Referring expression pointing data

•••

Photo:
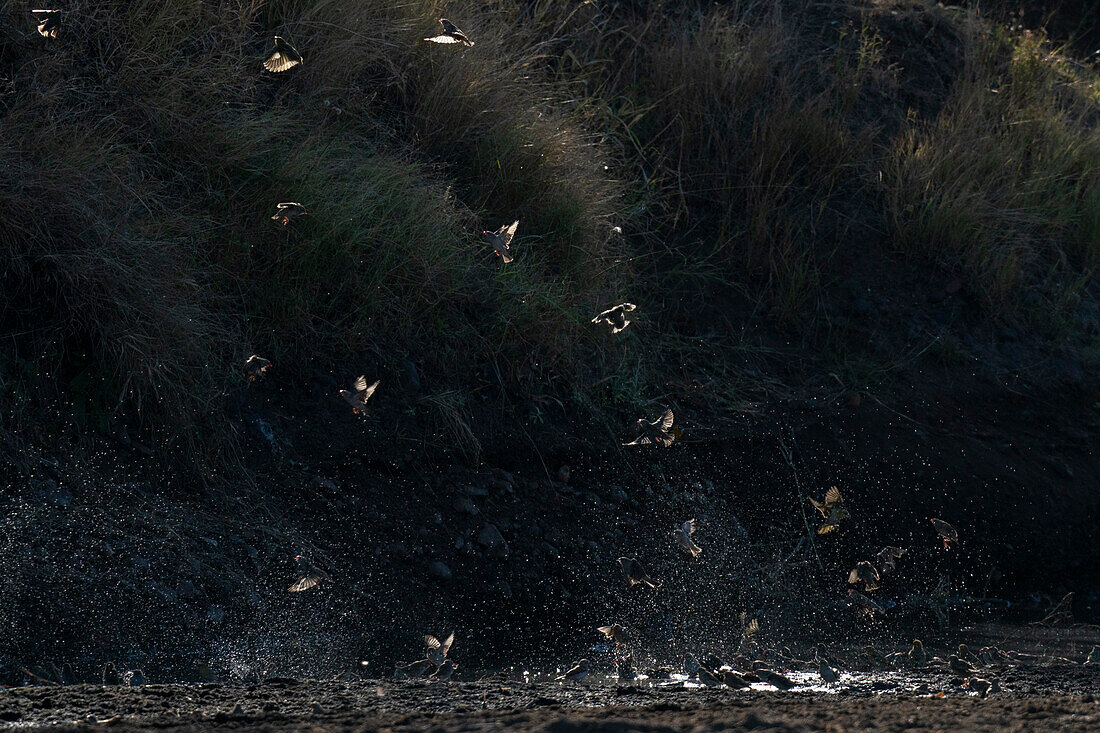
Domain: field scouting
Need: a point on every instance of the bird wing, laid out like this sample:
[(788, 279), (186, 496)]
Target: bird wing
[(367, 391), (507, 232), (305, 583)]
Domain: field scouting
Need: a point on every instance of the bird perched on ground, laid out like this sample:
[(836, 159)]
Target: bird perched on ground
[(615, 633), (284, 57), (978, 685), (960, 667), (776, 679), (826, 671), (450, 34), (309, 576), (635, 572), (683, 534), (287, 210), (734, 680), (502, 240), (659, 431), (864, 572), (887, 557), (361, 394), (832, 510), (865, 604), (579, 671), (946, 532), (50, 22), (437, 651), (917, 656), (255, 368), (616, 317), (624, 669), (446, 670)]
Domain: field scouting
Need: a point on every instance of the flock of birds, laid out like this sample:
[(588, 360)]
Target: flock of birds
[(708, 670)]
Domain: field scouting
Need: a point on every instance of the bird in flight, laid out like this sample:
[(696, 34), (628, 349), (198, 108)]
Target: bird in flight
[(616, 317), (361, 394), (50, 22), (255, 368), (832, 511), (284, 57), (287, 210), (659, 431), (683, 534), (450, 34), (502, 240)]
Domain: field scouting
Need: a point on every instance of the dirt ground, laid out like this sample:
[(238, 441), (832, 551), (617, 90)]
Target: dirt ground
[(1055, 697)]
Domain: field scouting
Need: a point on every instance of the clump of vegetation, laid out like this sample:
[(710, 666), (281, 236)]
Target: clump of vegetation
[(755, 155)]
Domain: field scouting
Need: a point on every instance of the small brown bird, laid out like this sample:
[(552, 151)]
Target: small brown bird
[(887, 557), (437, 649), (50, 22), (451, 34), (659, 431), (615, 633), (978, 685), (960, 667), (917, 656), (683, 534), (636, 573), (616, 317), (864, 572), (776, 679), (446, 670), (284, 57), (946, 532), (359, 397), (309, 576), (255, 367), (579, 671), (734, 680), (866, 604), (287, 210), (502, 240), (832, 511)]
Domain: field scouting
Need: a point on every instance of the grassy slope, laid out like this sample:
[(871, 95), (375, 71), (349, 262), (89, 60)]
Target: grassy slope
[(788, 182)]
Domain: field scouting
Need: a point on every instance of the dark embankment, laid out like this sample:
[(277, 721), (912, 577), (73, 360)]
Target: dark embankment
[(861, 238)]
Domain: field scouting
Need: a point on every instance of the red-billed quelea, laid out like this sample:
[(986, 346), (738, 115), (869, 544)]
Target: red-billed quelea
[(255, 368), (309, 576), (887, 557), (361, 394), (864, 572), (287, 210), (636, 573), (575, 674), (832, 510), (615, 633), (659, 431), (437, 649), (284, 57), (50, 22), (946, 532), (683, 534), (450, 34), (616, 317), (502, 240)]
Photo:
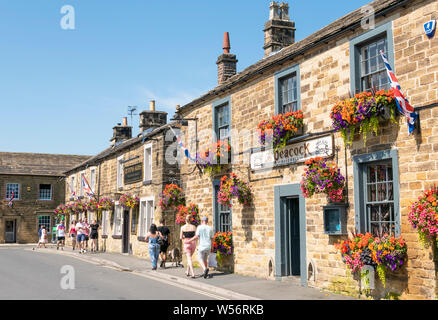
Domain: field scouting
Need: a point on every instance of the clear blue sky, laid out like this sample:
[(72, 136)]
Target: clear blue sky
[(62, 91)]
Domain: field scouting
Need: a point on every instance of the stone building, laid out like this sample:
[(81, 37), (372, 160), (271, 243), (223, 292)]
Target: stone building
[(36, 181), (282, 235), (139, 166)]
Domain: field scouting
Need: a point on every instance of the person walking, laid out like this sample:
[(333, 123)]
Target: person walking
[(60, 235), (153, 237), (94, 235), (165, 244), (72, 233), (80, 236), (205, 235), (187, 234)]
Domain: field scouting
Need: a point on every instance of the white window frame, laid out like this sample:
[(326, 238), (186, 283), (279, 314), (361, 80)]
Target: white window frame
[(81, 192), (16, 195), (118, 209), (119, 177), (147, 172), (51, 192), (145, 218), (104, 222), (93, 181)]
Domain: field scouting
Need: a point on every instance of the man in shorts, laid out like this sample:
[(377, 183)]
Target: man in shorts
[(80, 236), (205, 235), (60, 234)]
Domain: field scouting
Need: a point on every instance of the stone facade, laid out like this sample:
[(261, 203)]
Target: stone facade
[(325, 78)]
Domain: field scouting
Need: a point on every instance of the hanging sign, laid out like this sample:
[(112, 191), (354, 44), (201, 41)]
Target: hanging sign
[(133, 173), (293, 153), (430, 28)]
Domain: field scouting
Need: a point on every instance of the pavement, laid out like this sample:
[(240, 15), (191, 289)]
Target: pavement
[(230, 285)]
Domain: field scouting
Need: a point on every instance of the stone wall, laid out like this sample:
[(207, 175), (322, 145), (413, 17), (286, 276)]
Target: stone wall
[(325, 79)]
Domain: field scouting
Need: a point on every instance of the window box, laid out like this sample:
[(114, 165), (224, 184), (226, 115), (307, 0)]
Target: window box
[(335, 219)]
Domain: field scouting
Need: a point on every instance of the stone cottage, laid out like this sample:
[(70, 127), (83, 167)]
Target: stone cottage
[(283, 235)]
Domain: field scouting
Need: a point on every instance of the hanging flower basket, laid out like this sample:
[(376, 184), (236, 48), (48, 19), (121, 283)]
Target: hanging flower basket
[(280, 128), (192, 210), (231, 186), (323, 176), (363, 113), (128, 201), (423, 216), (210, 159), (172, 197), (383, 253), (105, 204), (223, 243)]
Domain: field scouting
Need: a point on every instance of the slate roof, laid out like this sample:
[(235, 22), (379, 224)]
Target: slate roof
[(333, 30), (18, 163)]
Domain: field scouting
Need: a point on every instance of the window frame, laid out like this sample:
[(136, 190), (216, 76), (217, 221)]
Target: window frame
[(215, 106), (281, 75), (16, 195), (216, 211), (39, 191), (355, 51), (359, 171), (149, 147)]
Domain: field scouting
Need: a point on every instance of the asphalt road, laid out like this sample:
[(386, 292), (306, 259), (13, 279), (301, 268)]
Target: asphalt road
[(30, 275)]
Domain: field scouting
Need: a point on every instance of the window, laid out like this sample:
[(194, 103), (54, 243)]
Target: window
[(221, 119), (117, 220), (93, 179), (148, 162), (373, 72), (44, 221), (287, 90), (82, 187), (376, 192), (368, 71), (45, 192), (222, 214), (105, 222), (119, 172), (15, 188), (288, 94), (146, 215)]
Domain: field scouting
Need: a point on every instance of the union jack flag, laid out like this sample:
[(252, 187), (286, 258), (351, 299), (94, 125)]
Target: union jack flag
[(86, 187), (402, 103), (11, 200)]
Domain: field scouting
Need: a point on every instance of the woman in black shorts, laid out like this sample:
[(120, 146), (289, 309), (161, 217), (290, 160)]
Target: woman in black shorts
[(94, 227)]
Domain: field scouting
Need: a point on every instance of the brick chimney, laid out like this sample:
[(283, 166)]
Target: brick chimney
[(151, 119), (279, 30), (121, 132), (226, 63)]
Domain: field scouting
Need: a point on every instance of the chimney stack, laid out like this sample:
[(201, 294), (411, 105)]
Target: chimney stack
[(226, 63), (151, 119), (121, 132), (279, 30)]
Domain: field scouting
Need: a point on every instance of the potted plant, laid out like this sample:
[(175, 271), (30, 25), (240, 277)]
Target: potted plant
[(231, 186), (423, 216), (192, 210), (323, 176), (172, 197), (363, 113), (210, 159), (128, 201), (280, 128)]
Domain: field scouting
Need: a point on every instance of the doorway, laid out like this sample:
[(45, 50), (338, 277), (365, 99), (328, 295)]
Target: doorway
[(290, 226), (125, 232), (11, 231)]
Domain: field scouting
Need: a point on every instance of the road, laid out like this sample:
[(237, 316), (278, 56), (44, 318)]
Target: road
[(30, 275)]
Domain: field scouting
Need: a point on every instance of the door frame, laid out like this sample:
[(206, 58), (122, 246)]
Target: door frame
[(290, 191), (15, 230)]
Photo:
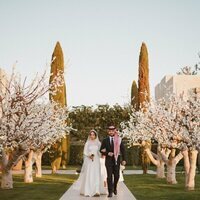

•••

Set down, exactly as they appear above, all lines from the one that has "Need: a point on every instance of the potted" down to the one that has "[(45, 50), (338, 277), (365, 99), (328, 295)]", including those two and no others.

Need: a point on every instance of the potted plant, laid out like this sample:
[(175, 271), (30, 25), (240, 277)]
Target: potted plant
[(231, 186), (423, 216), (192, 210), (323, 176), (172, 197), (363, 113), (210, 159), (128, 201), (280, 128)]
Domain: field scouting
Need: a point on every instance of the doorway, laid out like this sample:
[(45, 50), (338, 277), (365, 99), (328, 295)]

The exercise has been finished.